Kris Ashby is well-educated on chemical and organic services alike.
However counterintuitive it might sound, Kris Ashby, owner of Elite Grounds in Pleasant Grove, Utah, applies chemicals precisely so that he can avoid using them at all.
“We spend a lot of time trying to prevent issues,” says Ashby, whose nine-year-old lawn and landscape company handles mostly commercial maintenance and installation. With 60 employees, it is one of the largest landscape firms in Utah. “We’re pretty aggressive, but because we’re consistent, we don’t use a lot of chemicals. For instance, we have a big push in the spring to make sure we get our pre-emergents down at the right time.”
Elite Grounds, which Ashby founded in 2003 with business partner Mark Minson after working for three decades in the field, has always had a scientifically-driven focus on results. Yet for many landscape professionals in Utah, a defining moment came two years ago when a tragic accident galvanized the industry to new safety standards.
In 2010, a pesticide worker treating voles applied large amounts of chemicals to close to a home, killing two young sisters in the Salt Lake City suburb of Layton three days later.
The company was ultimately cited for more than 3,500 recordkeeping violations, and the worker responsible faced two counts of negligent homicide.
The untimely tragedy became a rallying cry for improving Utah’s pesticide regulatory system; today, landscape companies are required to become licensed applicators. Previously, the system only required individual workers to become licensed.

------

Set of tasks —
A) In the article about Elite Grounds, in what year did Kris Ashby found the company?
B) Resume the article about Elite Grounds and Utah's pesticide rules, continuing after its last sentence.

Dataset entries
------

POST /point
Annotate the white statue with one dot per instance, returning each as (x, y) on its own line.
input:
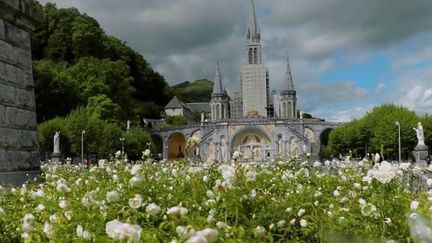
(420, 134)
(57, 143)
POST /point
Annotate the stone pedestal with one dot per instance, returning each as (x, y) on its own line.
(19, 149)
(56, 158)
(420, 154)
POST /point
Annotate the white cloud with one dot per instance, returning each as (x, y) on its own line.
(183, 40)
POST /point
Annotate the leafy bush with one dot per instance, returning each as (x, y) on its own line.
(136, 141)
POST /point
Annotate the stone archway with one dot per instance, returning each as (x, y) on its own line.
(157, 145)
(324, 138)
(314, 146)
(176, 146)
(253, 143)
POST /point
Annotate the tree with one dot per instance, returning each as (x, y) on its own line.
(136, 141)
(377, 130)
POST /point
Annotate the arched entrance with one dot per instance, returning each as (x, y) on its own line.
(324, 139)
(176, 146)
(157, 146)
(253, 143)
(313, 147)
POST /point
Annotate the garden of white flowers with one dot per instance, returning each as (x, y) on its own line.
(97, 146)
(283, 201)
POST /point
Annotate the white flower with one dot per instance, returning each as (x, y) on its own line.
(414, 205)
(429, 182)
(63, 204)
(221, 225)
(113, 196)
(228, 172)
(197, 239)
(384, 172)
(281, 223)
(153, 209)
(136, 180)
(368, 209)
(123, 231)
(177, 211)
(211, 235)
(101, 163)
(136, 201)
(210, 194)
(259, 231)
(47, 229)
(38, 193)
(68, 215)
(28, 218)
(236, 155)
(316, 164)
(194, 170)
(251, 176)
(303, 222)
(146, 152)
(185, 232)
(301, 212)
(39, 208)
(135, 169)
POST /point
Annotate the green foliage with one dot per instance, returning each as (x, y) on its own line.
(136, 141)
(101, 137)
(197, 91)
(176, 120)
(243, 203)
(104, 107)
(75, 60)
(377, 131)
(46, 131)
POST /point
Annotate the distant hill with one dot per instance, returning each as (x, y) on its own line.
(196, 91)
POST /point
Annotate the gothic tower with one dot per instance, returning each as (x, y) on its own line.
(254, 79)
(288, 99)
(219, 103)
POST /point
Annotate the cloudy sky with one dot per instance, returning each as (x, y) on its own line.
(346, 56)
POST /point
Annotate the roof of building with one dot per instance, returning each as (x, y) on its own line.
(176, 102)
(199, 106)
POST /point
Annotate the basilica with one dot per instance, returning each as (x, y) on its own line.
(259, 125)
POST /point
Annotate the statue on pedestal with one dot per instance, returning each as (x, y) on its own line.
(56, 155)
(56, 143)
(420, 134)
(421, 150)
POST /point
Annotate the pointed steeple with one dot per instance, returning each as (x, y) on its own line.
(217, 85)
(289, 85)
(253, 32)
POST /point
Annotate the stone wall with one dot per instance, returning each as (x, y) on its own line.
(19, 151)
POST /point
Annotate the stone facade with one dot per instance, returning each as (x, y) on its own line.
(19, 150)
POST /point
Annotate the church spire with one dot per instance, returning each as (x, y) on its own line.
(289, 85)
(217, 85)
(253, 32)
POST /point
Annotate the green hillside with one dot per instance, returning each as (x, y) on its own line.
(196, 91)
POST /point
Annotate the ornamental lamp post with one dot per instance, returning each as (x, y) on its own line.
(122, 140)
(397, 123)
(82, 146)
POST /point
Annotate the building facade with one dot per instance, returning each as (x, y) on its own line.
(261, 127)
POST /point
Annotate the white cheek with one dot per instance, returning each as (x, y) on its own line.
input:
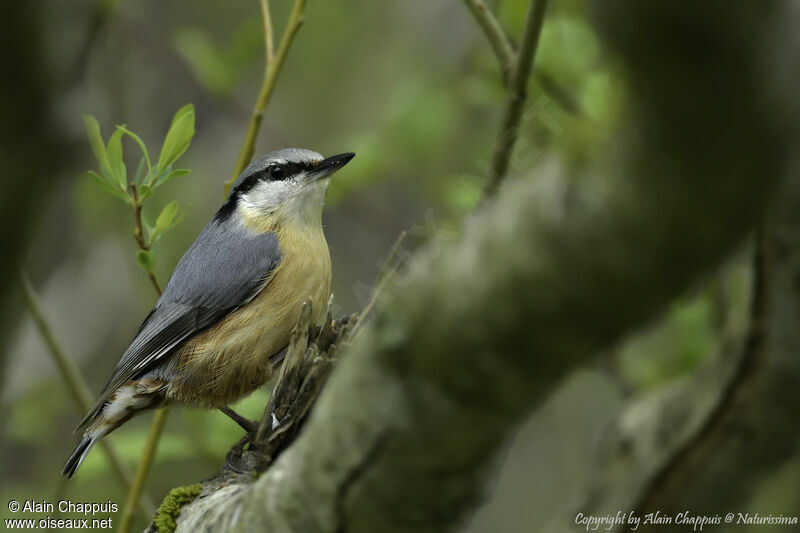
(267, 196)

------

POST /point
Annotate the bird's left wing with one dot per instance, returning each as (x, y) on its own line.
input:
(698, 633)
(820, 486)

------

Task results —
A) 2003

B)
“A lot of companies dump chemicals because they let things get away from them, and they’re trying to get things in line,” says Ashby. “We’re very selective about chemicals. We believe in the integrated pest management approach of identifying the plant first, and then choosing the right chemical that is specific to taking care of the problem.”
And while Ashby is very knowledgeable about chemicals, he also spends time learning about and using organic lawn care. Ashby says it is a natural outgrowth of chemical know-how.
“We have a lot of lush gardens here, and our lawns are a beautiful blue grass and rye mix. Yet as water has become more and more of an issue, we’ve spent a lot of time developing water-efficient landscapes,” he says. “With fertilizer costs going up and concerns about chemicals, we have also added organic programs to the company.”
The results are impressive, Ashby says. “I’ve done organics on my home for 12 years now,” he says. “For years, organics were a little pricey. Yet regular fertilizers are petroleum based, so they’ve skyrocketed in price in the last few years. Meanwhile, biological treatments have gone down in price and become more competitive.”